▶ **WRITTEN REQUEST**: Print the line that contains "For the audit, pick out each instance of the tree" and every line after it through the last line of the records below, exactly as written and nothing else.

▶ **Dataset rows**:

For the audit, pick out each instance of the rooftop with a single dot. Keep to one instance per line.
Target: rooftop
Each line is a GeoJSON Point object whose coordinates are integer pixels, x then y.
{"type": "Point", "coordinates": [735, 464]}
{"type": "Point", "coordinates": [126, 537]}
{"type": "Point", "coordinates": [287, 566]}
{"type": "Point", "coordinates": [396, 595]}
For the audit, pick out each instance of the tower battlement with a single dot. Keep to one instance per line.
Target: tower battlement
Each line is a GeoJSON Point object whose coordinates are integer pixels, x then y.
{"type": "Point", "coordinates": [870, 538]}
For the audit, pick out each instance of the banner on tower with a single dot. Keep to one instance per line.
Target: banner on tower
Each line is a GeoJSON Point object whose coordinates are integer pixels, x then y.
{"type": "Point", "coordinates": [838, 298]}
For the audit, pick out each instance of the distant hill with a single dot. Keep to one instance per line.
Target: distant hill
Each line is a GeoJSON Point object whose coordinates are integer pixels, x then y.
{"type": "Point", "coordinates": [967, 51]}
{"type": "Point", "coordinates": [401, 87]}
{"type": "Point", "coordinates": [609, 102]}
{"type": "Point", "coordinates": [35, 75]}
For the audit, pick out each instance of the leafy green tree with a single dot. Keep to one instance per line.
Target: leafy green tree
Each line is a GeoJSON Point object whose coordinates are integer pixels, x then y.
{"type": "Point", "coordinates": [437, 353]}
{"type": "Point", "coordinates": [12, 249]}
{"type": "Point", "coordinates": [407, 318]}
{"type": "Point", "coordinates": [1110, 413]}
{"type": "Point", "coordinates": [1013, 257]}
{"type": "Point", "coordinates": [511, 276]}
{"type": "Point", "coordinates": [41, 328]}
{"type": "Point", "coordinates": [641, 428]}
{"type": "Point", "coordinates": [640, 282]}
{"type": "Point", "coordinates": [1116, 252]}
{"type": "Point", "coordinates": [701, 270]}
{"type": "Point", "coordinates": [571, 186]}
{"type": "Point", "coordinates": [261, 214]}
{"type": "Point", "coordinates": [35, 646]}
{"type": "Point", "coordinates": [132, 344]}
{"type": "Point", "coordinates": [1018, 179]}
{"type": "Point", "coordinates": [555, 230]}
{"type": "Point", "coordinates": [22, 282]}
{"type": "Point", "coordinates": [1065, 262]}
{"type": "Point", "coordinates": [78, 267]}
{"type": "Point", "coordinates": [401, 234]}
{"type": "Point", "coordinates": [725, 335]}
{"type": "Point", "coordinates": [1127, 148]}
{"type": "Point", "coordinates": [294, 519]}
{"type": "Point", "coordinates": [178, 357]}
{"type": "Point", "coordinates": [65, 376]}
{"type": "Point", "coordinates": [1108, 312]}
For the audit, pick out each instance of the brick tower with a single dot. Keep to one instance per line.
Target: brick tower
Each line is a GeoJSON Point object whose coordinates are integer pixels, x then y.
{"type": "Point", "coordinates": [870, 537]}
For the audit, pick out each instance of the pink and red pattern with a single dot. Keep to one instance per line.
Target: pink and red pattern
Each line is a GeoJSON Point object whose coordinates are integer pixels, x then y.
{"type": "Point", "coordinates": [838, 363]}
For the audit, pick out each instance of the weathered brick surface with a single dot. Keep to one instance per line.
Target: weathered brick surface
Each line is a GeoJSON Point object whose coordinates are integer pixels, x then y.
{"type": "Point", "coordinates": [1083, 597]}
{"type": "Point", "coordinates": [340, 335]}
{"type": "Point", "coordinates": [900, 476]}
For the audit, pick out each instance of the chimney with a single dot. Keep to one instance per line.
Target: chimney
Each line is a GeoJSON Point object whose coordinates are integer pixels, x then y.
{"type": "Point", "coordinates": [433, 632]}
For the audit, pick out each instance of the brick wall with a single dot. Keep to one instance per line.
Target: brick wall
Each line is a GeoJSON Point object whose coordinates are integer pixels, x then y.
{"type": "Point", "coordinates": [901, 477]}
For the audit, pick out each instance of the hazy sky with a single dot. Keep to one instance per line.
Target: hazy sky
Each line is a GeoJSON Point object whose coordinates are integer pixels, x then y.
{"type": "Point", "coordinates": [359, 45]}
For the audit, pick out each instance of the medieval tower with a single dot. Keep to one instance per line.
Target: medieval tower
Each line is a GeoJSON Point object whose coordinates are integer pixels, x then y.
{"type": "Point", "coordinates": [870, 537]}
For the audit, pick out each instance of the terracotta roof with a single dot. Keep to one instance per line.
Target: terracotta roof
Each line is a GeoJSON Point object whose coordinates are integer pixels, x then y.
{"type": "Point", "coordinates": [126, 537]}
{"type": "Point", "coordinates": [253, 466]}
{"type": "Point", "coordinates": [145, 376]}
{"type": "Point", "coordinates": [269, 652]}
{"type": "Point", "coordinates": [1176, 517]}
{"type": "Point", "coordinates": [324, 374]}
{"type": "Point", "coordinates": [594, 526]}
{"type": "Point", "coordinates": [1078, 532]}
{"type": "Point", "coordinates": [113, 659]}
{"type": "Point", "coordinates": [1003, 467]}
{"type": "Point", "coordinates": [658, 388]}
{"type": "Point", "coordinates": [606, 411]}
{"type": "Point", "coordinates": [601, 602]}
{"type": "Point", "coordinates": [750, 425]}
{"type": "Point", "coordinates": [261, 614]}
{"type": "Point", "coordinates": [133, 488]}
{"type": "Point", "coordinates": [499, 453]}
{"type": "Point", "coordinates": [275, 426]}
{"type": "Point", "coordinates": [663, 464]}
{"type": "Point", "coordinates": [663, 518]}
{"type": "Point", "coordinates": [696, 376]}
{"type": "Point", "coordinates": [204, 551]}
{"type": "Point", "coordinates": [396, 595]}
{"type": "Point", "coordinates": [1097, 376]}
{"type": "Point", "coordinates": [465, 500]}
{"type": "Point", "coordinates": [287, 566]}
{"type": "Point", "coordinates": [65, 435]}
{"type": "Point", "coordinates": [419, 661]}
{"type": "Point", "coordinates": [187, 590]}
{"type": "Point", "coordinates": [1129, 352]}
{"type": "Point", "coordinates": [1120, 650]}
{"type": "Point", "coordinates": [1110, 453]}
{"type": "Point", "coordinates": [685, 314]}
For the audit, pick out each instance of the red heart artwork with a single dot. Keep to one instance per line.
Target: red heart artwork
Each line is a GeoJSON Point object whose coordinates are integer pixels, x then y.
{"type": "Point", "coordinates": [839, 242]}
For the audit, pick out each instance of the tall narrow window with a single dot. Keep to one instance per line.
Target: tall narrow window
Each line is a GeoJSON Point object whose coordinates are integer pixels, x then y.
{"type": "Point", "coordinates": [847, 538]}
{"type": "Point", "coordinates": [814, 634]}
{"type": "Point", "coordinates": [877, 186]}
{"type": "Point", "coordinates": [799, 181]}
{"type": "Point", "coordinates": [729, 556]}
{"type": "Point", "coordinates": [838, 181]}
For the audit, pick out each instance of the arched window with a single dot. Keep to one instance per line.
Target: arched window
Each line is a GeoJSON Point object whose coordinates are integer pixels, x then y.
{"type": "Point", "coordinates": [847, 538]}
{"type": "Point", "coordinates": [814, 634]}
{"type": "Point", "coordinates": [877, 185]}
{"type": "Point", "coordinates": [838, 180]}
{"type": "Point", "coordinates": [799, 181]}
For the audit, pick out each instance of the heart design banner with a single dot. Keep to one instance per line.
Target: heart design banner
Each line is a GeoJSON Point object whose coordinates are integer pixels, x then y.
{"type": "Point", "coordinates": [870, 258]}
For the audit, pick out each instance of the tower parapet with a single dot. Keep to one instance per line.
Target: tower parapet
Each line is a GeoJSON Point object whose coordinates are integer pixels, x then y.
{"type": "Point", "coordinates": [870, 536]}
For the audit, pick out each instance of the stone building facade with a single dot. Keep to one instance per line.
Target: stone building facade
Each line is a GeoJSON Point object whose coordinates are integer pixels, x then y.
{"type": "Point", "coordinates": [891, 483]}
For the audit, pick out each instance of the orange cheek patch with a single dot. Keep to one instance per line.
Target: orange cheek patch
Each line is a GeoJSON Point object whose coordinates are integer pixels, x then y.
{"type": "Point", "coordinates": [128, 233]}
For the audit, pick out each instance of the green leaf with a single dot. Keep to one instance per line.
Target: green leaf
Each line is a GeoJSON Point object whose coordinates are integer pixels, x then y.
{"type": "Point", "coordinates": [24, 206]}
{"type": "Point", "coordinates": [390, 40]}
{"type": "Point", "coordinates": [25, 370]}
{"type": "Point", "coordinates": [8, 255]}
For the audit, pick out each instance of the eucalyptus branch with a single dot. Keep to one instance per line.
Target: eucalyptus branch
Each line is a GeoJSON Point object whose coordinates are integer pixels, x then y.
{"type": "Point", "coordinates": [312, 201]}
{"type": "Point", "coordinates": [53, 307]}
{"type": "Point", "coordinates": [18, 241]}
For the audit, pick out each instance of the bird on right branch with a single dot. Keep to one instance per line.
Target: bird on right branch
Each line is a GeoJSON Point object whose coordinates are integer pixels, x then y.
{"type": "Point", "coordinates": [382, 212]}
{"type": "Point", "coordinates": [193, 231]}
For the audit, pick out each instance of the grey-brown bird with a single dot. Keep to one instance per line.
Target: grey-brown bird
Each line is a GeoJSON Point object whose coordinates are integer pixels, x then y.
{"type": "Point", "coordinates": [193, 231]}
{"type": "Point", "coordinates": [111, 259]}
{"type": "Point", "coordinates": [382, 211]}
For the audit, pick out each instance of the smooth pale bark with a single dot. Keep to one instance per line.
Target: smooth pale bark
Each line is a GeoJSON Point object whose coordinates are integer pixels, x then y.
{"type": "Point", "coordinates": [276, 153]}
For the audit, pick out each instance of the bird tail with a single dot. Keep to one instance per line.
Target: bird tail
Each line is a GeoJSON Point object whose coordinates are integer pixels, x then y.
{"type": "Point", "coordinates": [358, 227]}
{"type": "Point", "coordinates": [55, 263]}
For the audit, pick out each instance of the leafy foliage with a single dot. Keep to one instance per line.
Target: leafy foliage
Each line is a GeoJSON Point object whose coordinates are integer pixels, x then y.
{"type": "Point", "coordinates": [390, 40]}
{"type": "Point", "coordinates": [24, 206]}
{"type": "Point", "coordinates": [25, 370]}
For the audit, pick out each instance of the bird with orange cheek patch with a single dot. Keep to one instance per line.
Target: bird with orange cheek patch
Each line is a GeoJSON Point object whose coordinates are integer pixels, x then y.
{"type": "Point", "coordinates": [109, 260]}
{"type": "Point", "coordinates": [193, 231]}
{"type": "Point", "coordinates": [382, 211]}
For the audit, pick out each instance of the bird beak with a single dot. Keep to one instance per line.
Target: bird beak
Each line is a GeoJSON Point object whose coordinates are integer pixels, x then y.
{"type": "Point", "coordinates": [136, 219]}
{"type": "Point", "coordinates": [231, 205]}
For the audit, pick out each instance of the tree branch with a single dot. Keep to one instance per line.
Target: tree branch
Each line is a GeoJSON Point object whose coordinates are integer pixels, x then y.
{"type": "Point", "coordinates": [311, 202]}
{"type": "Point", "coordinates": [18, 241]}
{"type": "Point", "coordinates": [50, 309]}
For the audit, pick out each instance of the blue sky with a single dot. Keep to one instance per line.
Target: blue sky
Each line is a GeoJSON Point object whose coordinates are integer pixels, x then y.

▶ **RESPONSE FOR THIS EXERCISE**:
For the audit, pick out each instance of the tree branch with a single dot. Keep to one instance per line.
Target: tree branch
Each line is a GeoJSON Point object whose coordinates are integer pixels, x then y.
{"type": "Point", "coordinates": [311, 202]}
{"type": "Point", "coordinates": [18, 241]}
{"type": "Point", "coordinates": [50, 309]}
For the audit, pick out each instance of the blue sky with a single dot. Keep to one instance per line.
Target: blue sky
Each line is a GeoJSON Point object whose coordinates are integer pixels, x then y.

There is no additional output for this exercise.